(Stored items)
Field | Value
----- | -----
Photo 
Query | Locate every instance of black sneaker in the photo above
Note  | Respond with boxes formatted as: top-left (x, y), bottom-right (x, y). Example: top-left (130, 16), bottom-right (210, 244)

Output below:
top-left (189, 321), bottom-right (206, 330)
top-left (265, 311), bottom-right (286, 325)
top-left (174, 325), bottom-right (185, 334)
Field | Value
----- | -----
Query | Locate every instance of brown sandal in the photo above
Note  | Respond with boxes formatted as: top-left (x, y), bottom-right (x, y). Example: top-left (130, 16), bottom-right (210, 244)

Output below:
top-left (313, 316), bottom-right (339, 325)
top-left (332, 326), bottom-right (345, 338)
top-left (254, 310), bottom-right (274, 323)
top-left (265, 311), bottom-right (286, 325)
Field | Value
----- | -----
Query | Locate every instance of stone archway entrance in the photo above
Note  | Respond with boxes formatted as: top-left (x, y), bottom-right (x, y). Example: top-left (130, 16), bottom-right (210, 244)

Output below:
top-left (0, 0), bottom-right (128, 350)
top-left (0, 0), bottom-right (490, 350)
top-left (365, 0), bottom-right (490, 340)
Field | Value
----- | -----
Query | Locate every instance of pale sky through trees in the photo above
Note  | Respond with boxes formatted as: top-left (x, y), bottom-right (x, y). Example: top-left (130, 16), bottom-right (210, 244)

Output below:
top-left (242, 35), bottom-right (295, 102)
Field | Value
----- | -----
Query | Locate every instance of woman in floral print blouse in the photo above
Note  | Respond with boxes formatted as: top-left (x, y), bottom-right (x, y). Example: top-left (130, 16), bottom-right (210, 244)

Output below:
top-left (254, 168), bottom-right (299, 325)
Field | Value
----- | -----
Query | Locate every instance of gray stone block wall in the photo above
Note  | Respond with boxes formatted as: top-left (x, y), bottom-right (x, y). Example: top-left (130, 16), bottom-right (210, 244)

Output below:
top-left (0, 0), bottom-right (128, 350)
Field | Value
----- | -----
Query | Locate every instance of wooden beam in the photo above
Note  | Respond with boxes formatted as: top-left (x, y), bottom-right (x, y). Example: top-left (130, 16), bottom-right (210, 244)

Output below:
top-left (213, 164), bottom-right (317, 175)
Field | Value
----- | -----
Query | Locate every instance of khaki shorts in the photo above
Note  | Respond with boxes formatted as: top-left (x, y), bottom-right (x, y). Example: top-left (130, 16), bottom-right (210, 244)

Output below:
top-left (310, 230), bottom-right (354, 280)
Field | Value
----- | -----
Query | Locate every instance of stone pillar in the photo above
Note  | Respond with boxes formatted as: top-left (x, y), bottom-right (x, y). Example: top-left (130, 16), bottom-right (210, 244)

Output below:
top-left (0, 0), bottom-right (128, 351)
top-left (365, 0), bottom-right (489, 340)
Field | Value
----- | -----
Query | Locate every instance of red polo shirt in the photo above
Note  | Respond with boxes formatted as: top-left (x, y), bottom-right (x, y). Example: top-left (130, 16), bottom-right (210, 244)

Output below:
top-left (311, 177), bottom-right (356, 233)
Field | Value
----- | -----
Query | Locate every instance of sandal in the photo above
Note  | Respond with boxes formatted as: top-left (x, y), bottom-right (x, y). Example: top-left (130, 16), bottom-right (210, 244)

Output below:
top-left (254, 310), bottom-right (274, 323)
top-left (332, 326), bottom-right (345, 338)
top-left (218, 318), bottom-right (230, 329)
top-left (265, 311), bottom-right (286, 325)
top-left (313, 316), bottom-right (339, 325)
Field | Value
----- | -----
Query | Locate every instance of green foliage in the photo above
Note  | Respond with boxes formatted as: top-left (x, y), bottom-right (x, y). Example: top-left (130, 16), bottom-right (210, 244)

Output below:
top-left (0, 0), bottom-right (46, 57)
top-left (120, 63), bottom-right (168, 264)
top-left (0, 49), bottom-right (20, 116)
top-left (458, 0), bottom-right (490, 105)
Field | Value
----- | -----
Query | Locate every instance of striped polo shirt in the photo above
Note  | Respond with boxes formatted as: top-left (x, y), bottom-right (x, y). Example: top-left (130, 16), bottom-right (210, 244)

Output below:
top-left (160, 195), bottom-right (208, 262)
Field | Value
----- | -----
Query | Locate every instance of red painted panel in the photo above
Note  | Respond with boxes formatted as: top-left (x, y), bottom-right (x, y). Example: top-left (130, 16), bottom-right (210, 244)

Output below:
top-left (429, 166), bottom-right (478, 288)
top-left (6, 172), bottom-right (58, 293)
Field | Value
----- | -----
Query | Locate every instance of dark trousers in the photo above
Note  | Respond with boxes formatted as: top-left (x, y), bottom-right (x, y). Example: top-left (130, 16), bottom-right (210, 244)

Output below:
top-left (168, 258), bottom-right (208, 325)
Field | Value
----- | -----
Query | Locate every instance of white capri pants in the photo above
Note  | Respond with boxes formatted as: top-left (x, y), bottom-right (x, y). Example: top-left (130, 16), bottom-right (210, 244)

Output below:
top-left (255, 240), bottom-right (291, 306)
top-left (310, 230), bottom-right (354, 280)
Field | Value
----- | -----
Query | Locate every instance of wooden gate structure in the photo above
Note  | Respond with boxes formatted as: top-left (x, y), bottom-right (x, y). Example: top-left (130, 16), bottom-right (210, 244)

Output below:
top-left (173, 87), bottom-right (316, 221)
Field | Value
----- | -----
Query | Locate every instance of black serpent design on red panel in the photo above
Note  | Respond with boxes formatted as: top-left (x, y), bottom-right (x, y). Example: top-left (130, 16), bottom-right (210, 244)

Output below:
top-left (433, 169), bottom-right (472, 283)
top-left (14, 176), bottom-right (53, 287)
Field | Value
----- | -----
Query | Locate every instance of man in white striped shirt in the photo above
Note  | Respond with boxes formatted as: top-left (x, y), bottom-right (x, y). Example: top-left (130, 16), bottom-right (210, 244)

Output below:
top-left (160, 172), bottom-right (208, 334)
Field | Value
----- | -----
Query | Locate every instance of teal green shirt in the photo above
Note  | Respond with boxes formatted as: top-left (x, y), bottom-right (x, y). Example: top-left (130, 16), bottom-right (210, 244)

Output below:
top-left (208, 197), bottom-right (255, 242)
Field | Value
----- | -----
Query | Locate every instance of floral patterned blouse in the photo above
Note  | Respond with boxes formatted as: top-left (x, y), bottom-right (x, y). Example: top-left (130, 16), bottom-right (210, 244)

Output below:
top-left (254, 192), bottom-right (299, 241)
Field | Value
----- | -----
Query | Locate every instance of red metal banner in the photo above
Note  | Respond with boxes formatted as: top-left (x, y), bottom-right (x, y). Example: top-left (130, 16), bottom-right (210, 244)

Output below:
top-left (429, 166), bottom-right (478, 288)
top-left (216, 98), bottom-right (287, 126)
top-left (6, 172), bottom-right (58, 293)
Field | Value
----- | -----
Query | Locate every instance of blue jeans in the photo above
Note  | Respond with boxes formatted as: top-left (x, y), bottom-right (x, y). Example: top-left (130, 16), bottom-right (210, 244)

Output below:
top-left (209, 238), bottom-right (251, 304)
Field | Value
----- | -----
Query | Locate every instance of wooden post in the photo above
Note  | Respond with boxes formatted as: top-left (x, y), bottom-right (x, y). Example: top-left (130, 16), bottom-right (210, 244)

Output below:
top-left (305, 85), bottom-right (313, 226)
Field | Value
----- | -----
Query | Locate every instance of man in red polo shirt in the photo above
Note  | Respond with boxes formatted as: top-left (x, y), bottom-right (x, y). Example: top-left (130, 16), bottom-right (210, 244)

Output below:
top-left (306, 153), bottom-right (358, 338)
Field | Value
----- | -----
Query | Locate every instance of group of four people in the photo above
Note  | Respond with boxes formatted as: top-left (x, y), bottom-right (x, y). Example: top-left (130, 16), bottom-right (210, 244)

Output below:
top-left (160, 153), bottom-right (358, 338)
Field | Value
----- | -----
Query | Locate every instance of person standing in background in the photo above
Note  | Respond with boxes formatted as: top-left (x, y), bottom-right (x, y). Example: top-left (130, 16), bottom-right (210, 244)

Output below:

Written problem: Copy the stretch from the start of the material through the line containing "top-left (174, 325), bottom-right (185, 334)", swapping "black sneaker" for "white sneaker" and leaving everything else unchanged.

Task answer:
Field | Value
----- | -----
Photo 
Query | Locate every instance of white sneaker in the photo above
Note  | Respond with boxes formatted as: top-left (x, y), bottom-right (x, y). Example: top-left (130, 16), bottom-right (210, 244)

Output below:
top-left (189, 321), bottom-right (206, 330)
top-left (265, 311), bottom-right (286, 325)
top-left (174, 325), bottom-right (185, 334)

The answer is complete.